WHAT THE TASK REQUIRES
Set down every entry again word for word, please, but skip the pictures.

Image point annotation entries
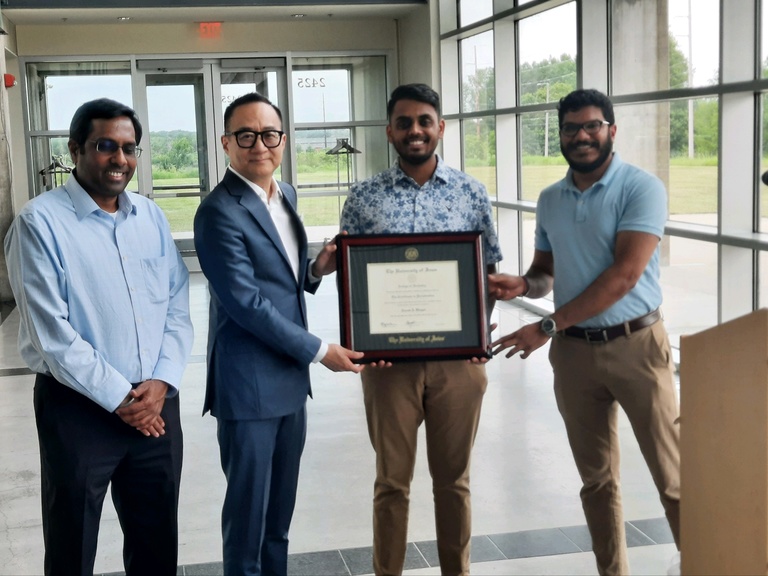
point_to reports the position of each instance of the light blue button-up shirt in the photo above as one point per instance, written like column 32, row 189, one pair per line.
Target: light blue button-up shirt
column 103, row 299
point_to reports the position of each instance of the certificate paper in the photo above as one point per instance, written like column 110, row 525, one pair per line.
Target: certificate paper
column 407, row 298
column 413, row 297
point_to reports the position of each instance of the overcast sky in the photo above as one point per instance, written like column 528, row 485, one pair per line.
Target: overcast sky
column 173, row 109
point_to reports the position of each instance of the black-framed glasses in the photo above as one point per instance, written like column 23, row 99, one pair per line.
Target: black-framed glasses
column 109, row 147
column 248, row 138
column 570, row 129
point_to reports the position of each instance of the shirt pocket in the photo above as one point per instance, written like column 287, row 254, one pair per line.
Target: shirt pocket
column 156, row 278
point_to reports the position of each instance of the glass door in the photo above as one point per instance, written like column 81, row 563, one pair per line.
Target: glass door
column 183, row 158
column 237, row 76
column 177, row 170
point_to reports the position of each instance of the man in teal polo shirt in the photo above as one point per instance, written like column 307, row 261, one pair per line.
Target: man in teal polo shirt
column 599, row 228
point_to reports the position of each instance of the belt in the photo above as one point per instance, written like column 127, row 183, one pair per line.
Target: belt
column 594, row 335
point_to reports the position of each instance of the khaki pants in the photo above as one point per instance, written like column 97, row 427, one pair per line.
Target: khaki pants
column 636, row 372
column 447, row 397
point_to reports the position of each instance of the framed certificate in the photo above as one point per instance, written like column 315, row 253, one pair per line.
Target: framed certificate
column 413, row 296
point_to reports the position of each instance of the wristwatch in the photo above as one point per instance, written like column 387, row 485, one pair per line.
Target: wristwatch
column 548, row 326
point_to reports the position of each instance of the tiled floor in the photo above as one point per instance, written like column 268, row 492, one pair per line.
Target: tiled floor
column 527, row 517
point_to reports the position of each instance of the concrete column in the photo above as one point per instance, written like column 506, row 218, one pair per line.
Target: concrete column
column 6, row 195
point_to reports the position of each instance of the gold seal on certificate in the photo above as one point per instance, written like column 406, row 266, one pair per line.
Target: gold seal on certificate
column 413, row 296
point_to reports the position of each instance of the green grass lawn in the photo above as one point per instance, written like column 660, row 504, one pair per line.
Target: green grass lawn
column 692, row 189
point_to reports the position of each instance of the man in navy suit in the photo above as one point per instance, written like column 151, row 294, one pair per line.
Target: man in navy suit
column 252, row 248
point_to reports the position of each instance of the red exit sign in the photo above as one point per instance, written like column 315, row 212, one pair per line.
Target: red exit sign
column 210, row 29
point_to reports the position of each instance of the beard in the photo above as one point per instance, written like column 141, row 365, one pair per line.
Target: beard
column 605, row 150
column 415, row 159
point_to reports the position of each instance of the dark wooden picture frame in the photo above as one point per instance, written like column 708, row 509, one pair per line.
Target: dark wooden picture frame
column 428, row 293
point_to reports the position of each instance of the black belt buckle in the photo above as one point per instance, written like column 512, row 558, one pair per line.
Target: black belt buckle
column 593, row 335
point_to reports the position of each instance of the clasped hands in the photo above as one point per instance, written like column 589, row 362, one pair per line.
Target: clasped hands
column 141, row 408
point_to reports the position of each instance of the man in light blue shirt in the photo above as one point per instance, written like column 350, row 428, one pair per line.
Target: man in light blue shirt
column 103, row 296
column 597, row 246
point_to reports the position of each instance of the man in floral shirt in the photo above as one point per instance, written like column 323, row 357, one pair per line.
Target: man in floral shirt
column 421, row 194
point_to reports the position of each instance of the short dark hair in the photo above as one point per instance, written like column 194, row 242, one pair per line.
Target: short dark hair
column 418, row 92
column 579, row 99
column 248, row 99
column 100, row 109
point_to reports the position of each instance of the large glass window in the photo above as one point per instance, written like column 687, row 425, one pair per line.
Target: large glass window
column 477, row 73
column 471, row 11
column 548, row 69
column 340, row 111
column 480, row 150
column 655, row 49
column 763, row 170
column 547, row 73
column 689, row 286
column 655, row 137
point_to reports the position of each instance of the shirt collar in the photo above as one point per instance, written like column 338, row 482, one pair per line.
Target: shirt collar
column 441, row 171
column 277, row 192
column 85, row 205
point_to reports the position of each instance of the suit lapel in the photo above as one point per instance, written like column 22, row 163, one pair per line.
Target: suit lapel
column 289, row 194
column 253, row 204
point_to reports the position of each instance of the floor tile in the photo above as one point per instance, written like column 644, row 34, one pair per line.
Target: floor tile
column 328, row 563
column 657, row 529
column 546, row 542
column 358, row 560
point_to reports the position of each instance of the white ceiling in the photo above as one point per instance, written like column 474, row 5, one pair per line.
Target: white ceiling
column 24, row 16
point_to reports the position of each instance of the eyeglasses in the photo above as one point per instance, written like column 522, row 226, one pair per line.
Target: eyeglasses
column 109, row 147
column 570, row 129
column 248, row 138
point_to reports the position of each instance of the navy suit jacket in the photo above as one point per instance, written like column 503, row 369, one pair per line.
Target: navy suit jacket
column 259, row 349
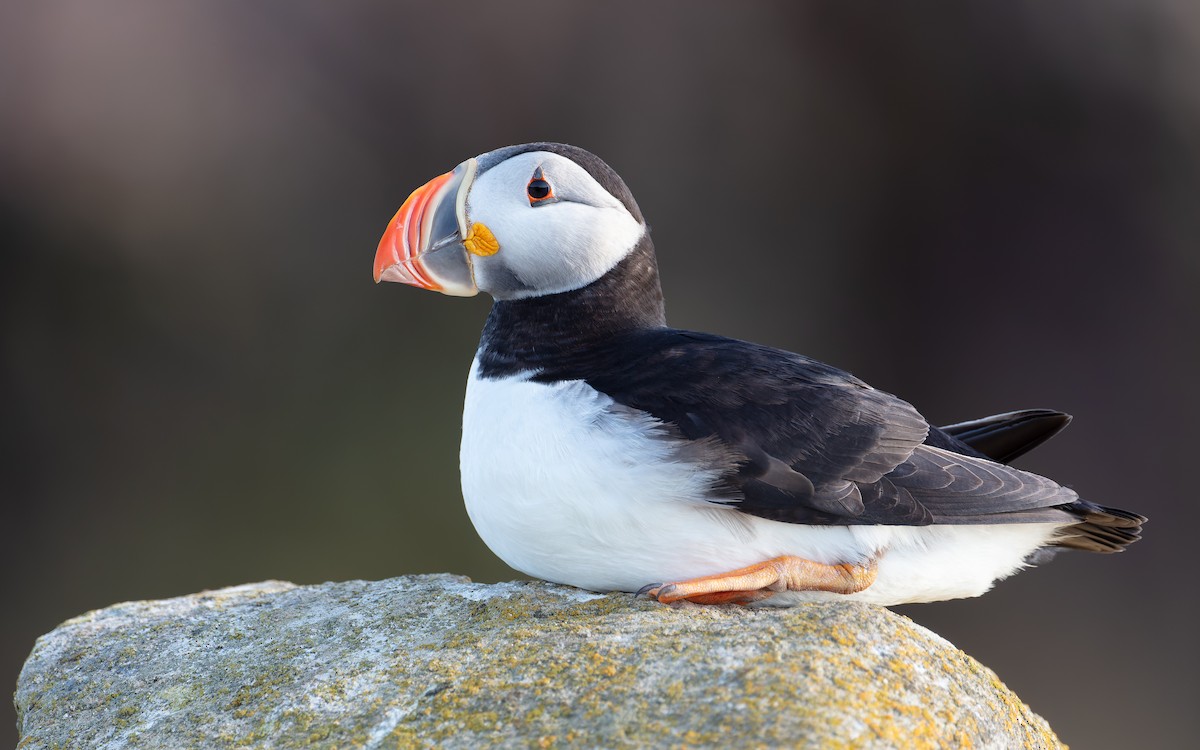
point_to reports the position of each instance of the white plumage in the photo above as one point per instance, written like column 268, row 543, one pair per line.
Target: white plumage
column 565, row 485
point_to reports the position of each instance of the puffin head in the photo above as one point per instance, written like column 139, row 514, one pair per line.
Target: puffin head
column 517, row 222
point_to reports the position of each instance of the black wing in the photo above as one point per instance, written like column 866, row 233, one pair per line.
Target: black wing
column 815, row 444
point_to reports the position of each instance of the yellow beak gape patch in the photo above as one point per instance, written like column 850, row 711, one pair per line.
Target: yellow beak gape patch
column 480, row 240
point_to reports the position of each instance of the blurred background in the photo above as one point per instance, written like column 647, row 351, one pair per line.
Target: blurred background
column 978, row 207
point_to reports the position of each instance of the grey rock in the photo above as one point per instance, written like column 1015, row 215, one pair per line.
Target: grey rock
column 439, row 661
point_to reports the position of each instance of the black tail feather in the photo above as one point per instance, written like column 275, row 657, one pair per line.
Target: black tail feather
column 1006, row 437
column 1099, row 528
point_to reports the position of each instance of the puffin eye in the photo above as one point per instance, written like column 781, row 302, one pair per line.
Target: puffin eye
column 539, row 189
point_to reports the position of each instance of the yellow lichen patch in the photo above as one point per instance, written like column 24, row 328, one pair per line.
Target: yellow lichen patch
column 480, row 240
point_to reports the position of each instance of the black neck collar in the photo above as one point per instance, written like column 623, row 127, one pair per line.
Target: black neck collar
column 541, row 331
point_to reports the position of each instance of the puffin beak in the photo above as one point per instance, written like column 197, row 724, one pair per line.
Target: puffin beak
column 423, row 245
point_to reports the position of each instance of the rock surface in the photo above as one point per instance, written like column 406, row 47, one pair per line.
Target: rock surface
column 443, row 663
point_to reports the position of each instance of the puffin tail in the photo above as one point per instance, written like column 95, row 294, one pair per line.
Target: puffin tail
column 1099, row 528
column 1009, row 436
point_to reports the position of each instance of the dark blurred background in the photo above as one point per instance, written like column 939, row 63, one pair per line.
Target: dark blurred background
column 978, row 207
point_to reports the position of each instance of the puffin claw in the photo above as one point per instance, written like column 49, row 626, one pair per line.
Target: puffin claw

RIGHT ANSWER
point_to reports the position of each instance of the light blue button-up shirt in the photo above as one point per instance, written like column 32, row 189, one pair per line.
Target: light blue button-up shirt
column 103, row 299
point_to reports the position of each instance of the certificate paper in the photo above as one point per instance, written like column 110, row 525, one pair per line.
Target: certificate paper
column 407, row 298
column 413, row 297
point_to reports the position of each instance of the overcast sky in the photo above as one point per instance, written like column 528, row 485, one pair per line.
Target: overcast sky
column 173, row 109
point_to reports the position of each instance of the black-framed glasses in the photo above as one point per instance, written like column 23, row 99, one pair per line.
Target: black-framed glasses
column 109, row 147
column 248, row 138
column 570, row 129
point_to reports the position of each instance of the shirt pocket in the photo above as one point per instance, written like column 287, row 254, one pair per line.
Target: shirt pocket
column 156, row 278
point_to reports the position of each instance of the glass door in the photo above as one point per instance, written like column 81, row 563, one pair per line.
Target: glass door
column 183, row 158
column 237, row 76
column 177, row 170
point_to reports the position of each instance of the man in teal polo shirt in the photo above as one point per instance, written like column 307, row 261, one pair per line.
Target: man in teal polo shirt
column 599, row 228
point_to reports the position of each instance of the belt in the photo above as one point per instance, written like column 127, row 183, one pair per line.
Target: belt
column 594, row 335
point_to reports the position of each instance of the khaki pants in the photo above as one point per instance, written like column 97, row 427, one pair per line.
Target: khaki pants
column 636, row 372
column 447, row 397
point_to reports the position of each instance of the framed certificate in the photo above as one point per instance, written like column 315, row 253, one pair per line.
Target: framed certificate
column 413, row 296
point_to reports the position of each instance of the wristwatch in the photo above as one point per instance, written like column 387, row 485, one pair per line.
Target: wristwatch
column 548, row 326
point_to reports the position of each instance of the tiled floor in the photo above as one point per instance, written like column 268, row 492, one pair per line.
Target: tiled floor
column 527, row 517
point_to reports the position of each instance of the concrete column in the photo above as one point per instance, written like column 506, row 218, one pair per line.
Target: concrete column
column 6, row 195
point_to reports the position of each instance of the gold seal on certificate in the photo above as one point per instance, written like column 406, row 266, one pair per line.
Target: gold seal on certificate
column 413, row 296
point_to reports the position of each instance of the green grass lawn in the photo above as one point per instance, written like column 660, row 504, one pair per line.
Target: green grass lawn
column 692, row 189
point_to reports the position of each instance of the man in navy suit in the photo above as one point per instance, written like column 151, row 294, one pair per line.
Target: man in navy suit
column 252, row 248
point_to reports the position of each instance of the red exit sign in the photo above as one point per instance, written like column 315, row 212, one pair per line.
Target: red exit sign
column 210, row 29
point_to reports the position of each instance of the beard in the photo above as one point per instance, written like column 141, row 365, one pair per line.
Target: beard
column 605, row 150
column 415, row 159
point_to reports the position of each instance of the dark wooden picture frame in the photo above as one point per instance, written like column 708, row 509, one pair per line.
Target: dark wooden picture frame
column 428, row 293
point_to reports the position of each instance of the black belt buckle in the photo above as one point per instance, written like column 512, row 558, one pair per line.
Target: black belt buckle
column 593, row 335
point_to reports the position of each instance of the clasped hands in the photo above as one point per instance, written like column 589, row 362, one pair per line.
Target: clasped hands
column 141, row 408
point_to reports the position of each instance of the man in light blue shirt in the photo above as one point per instance, written like column 350, row 428, one pair per line.
Target: man in light blue shirt
column 103, row 296
column 597, row 246
point_to reports the position of each instance of the man in floral shirt in the photo above as one point per instance, written like column 323, row 357, one pair per line.
Target: man in floral shirt
column 421, row 194
point_to reports the position of each instance of the short dark hair in the photo above as one point per instance, written like column 194, row 242, one pair per line.
Target: short dark hair
column 418, row 92
column 579, row 99
column 248, row 99
column 100, row 109
point_to reports the position of each instance of the large glass window in the photo above as one point per instance, written like column 687, row 425, one pair per line.
Target: large glass window
column 477, row 73
column 471, row 11
column 548, row 69
column 340, row 111
column 480, row 150
column 655, row 49
column 763, row 170
column 547, row 73
column 689, row 286
column 655, row 137
point_to reports the position of each instance of the shirt collar in the photo above as one point per instance, written like column 338, row 482, one pair per line.
Target: shirt collar
column 441, row 171
column 277, row 192
column 85, row 205
point_to reports the position of each instance of the suit lapel in the photo above as one point per instance, written like column 22, row 163, one pair per line.
Target: suit lapel
column 289, row 194
column 253, row 204
point_to reports the position of each instance of the floor tile in the photo above as one point per instance, written like column 644, row 34, one pair per line.
Target: floor tile
column 328, row 563
column 657, row 529
column 546, row 542
column 358, row 560
point_to reports the position of each instance of the white ceiling in the photo above as one point per instance, written like column 474, row 5, one pair per line.
Target: white ceiling
column 24, row 16
point_to reports the position of each instance of the eyeglasses in the photo above as one point per instance, written like column 522, row 226, one pair per line.
Target: eyeglasses
column 109, row 147
column 570, row 129
column 248, row 138
point_to reports the position of each instance of the navy suit jacket in the photo above as one point per instance, written like column 503, row 369, one pair per line.
Target: navy suit jacket
column 259, row 349
point_to reports the position of each instance of the white plumage in the photo above as one point per instance, written like column 268, row 543, one pair per line.
Target: white plumage
column 565, row 485
point_to reports the position of each instance of the puffin head in the photo above as one point per instance, written like column 139, row 514, one pair per line.
Target: puffin head
column 517, row 222
point_to reports the position of each instance of the black wing in the photo above as one point per instance, written like column 866, row 233, one pair per line.
Target: black wing
column 815, row 444
point_to reports the position of each instance of the yellow beak gape patch in the photo above as one point per instance, written like column 850, row 711, one pair per line.
Target: yellow beak gape patch
column 480, row 240
point_to reports the position of each instance of the blurred background in the photo above as one point per instance, written like column 647, row 351, one pair per line.
Target: blurred background
column 978, row 207
point_to reports the position of each instance of the grey rock in the photo above as one point per instance, written like column 1015, row 215, one pair per line.
Target: grey rock
column 439, row 661
point_to reports the position of each instance of the black tail feather in the photo above as one point per instance, written like column 275, row 657, one pair per line.
Target: black tail feather
column 1006, row 437
column 1099, row 528
point_to reports the position of each instance of the puffin eye in the photo above as one point per instance, written like column 781, row 302, one pair per line.
Target: puffin eye
column 539, row 189
point_to reports the position of each instance of the yellow lichen patch in the photo above as one point per instance, written like column 24, row 328, one pair per line.
Target: yellow lichen patch
column 480, row 240
point_to reports the position of each instance of the black neck collar in the photo above as one point per instance, written like column 623, row 127, one pair per line.
Target: black neck collar
column 541, row 331
point_to reports the position of each instance of the puffin beak in the photo above as one point per instance, written like column 197, row 724, one pair per line.
Target: puffin beak
column 423, row 245
point_to reports the position of each instance of the rock surface in the photo above as one point per instance, written like column 406, row 47, one pair per line.
Target: rock surface
column 443, row 663
point_to reports the position of each instance of the puffin tail in the photo above as one point per instance, written like column 95, row 294, one pair per line.
Target: puffin tail
column 1099, row 528
column 1009, row 436
point_to reports the position of each instance of the dark blurred background in the photo above as one point per instance, written like column 939, row 63, one pair per line.
Target: dark blurred background
column 978, row 207
point_to reports the position of each instance of the puffin claw in the photo above as one point per instance, written like column 49, row 626, one pair per line.
Target: puffin claw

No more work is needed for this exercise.